▶ **Task description**
Print the listing that follows, character for character.

▶ **Stored data**
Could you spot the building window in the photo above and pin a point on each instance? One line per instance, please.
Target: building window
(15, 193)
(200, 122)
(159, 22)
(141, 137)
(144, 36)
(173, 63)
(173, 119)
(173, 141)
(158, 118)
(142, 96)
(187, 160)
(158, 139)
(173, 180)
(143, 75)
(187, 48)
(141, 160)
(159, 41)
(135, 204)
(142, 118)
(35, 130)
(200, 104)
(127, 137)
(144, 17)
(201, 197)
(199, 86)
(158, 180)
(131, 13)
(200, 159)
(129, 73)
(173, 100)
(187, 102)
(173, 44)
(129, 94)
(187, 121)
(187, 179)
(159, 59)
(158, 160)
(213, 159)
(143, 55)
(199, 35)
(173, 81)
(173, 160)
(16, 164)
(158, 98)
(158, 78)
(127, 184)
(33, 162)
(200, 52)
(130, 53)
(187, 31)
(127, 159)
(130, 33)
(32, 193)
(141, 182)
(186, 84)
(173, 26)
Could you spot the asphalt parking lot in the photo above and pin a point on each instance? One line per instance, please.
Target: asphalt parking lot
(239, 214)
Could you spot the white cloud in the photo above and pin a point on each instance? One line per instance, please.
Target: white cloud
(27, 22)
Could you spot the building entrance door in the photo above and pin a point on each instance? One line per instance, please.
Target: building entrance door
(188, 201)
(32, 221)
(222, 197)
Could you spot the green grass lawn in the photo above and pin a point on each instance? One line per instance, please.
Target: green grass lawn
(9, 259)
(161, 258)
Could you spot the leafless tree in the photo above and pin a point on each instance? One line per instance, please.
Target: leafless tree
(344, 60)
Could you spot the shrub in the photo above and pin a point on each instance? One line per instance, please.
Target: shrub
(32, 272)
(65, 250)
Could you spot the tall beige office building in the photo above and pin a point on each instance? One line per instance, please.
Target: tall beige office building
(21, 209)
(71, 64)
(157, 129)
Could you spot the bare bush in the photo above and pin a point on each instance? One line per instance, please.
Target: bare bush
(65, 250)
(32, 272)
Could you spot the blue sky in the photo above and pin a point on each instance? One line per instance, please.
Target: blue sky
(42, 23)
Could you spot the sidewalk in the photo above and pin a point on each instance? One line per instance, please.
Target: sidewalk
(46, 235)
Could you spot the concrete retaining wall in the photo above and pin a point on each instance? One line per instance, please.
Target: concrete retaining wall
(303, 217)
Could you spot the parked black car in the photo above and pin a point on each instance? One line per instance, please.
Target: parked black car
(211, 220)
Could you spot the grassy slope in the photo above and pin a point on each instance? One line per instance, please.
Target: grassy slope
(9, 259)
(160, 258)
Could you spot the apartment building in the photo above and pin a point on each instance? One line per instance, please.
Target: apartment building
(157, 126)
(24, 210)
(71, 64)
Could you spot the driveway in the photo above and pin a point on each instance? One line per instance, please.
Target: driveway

▶ **Task response**
Could you spot the building window in the photo above and pin a point on each instance? One line per instance, please.
Target: building window
(15, 193)
(200, 122)
(159, 22)
(141, 137)
(144, 36)
(173, 63)
(173, 119)
(173, 141)
(158, 118)
(142, 96)
(187, 160)
(158, 139)
(173, 180)
(143, 75)
(187, 48)
(141, 160)
(159, 41)
(135, 204)
(142, 118)
(35, 130)
(200, 104)
(127, 137)
(144, 17)
(201, 197)
(199, 86)
(158, 180)
(131, 13)
(200, 159)
(129, 73)
(173, 100)
(187, 102)
(173, 44)
(129, 94)
(187, 121)
(187, 179)
(159, 59)
(158, 160)
(213, 159)
(143, 55)
(199, 35)
(173, 81)
(173, 160)
(16, 164)
(158, 98)
(158, 78)
(127, 184)
(33, 162)
(200, 52)
(130, 53)
(187, 31)
(127, 159)
(130, 33)
(32, 193)
(141, 182)
(186, 84)
(173, 26)
Could you spot the asphalt parking lot in the photo above and pin a point on each instance? One line per instance, please.
Target: asphalt parking lot
(239, 214)
Could you spot the white cloud in the photo above and pin a point on each instance? One line per instance, please.
Target: white cloud
(27, 22)
Could you spot the building entrance door in the photo above and pin a point on each instance? One line per instance, please.
Target: building entrance door
(188, 201)
(32, 221)
(222, 197)
Could you spot the green grass lawn in the photo above and pin a point on each instance? One line per instance, please.
Target: green grass lawn
(9, 259)
(161, 258)
Could you spot the leafless tree in the photo above and pin a point on each instance? One line per instance, please.
Target: leafless tree
(344, 60)
Could you spot the shrub in the photo above and pin a point on each instance? One line per instance, please.
Target: shrub
(32, 272)
(65, 250)
Could you spot the tall beige office building in the photo above and pin a point on each instance? One line per instance, please.
Target: tall beige office building
(21, 209)
(71, 64)
(157, 129)
Could you spot the bare bush in the photo above and pin a point on each instance? One line per instance, please.
Target: bare bush
(65, 250)
(32, 272)
Could you spot the blue sky in the photo above and pin a point on each instance? One line per instance, please.
Target: blue sky
(42, 23)
Could you spot the sidewalk in the photo above and pin a point on each instance? One line per instance, please.
Target: sidewalk
(46, 235)
Could you spot the concrete retaining wall in the photo above and pin a point on each instance? One line per instance, please.
Target: concrete retaining wall
(303, 217)
Could you spot the parked black car in the photo above and pin a point on each instance? One line per instance, please.
Target: parked black car
(211, 220)
Could you spot the grassy slope in the photo above and pin a point on each instance? One line per instance, please.
Target: grassy slope
(9, 259)
(160, 258)
Could you spot the apartment building in the photo above and pin a point on each instance? One line per instance, please.
Target: apartment building
(157, 126)
(24, 210)
(71, 64)
Could you spot the driveway in the photo above and pin a point on each instance? One line per instance, please.
Target: driveway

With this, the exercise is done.